> 課題 1:
記事の内容を2文で要約するとどうなりますか?
> 課題 2:
記事のうち「2024年6月9日でサービス」から「タビューは6月上旬に実施)。」までの部分を、一字も変えずに出力してください。

「PSO2 ニュージェネシス」3周年インタビュー!新コンテンツ「ラインストライク」の誕生秘話やさまざまなコラボレーションのこだわりが明かされる

セガがサービス中のオンラインRPG「PSO2 ニュージェネシス」(以下、NGS)。ここでは、シリーズプロデューサー・木村裕也氏と、シリーズディレクター濱崎大輝氏へのインタビューを掲載する。

2024年6月9日でサービス開始から3周年を迎えた「PSO2 ニュージェネシス」。今回はその3周年のタイミングに、シリーズプロデューサー・木村裕也氏と、シリーズディレクター濱崎大輝氏のお二人に、「NGS」3年間の振り返りから、6月のアップデートにて実装された新フィールド「ネームレスシティ」やミニゲーム「ラインストライク」に今後のアップデートまで、さまざまなお話を伺うことができた(インタビューは6月上旬に実施)。

(写真右から)木村裕也氏、濱崎大輝氏

■3周年は、これまでより新しいことが出来た1年だった

――まず、この3年を振り返ってのお気持ちからお聞かせください。

木村氏:3周年と聞いて、なんかあっという間だったなっていうのが正直な実感で、特にこの2周年から3周年の間が1番短く感じたかもしれないです。ちょうど2周年が「ver.2」に変わったタイミングで、そこから結構怒涛のアップデートが続いたこともあったので、特にこの1年は早かったなという印象です。

> データ欄:
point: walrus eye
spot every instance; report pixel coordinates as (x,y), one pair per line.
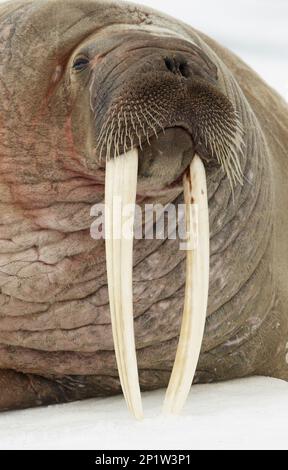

> 正解 1:
セガのオンラインRPG「PSO2 ニュージェネシス」が2024年6月9日に3周年を迎えたのに合わせ、シリーズプロデューサーの木村裕也氏とシリーズディレクターの濱崎大輝氏に、3年間の振り返りや新フィールド「ネームレスシティ」、ミニゲーム「ラインストライク」、今後のアップデートについて話を聞いたインタビューです。木村氏は、3年はあっという間で、とくに「ver.2」に変わった2周年から怒涛のアップデートが続いたため、この1年がいちばん短く感じたと語っています。

> 正解 2:
2024年6月9日でサービス開始から3周年を迎えた「PSO2 ニュージェネシス」。今回はその3周年のタイミングに、シリーズプロデューサー・木村裕也氏と、シリーズディレクター濱崎大輝氏のお二人に、「NGS」3年間の振り返りから、6月のアップデートにて実装された新フィールド「ネームレスシティ」やミニゲーム「ラインストライク」に今後のアップデートまで、さまざまなお話を伺うことができた(インタビューは6月上旬に実施)。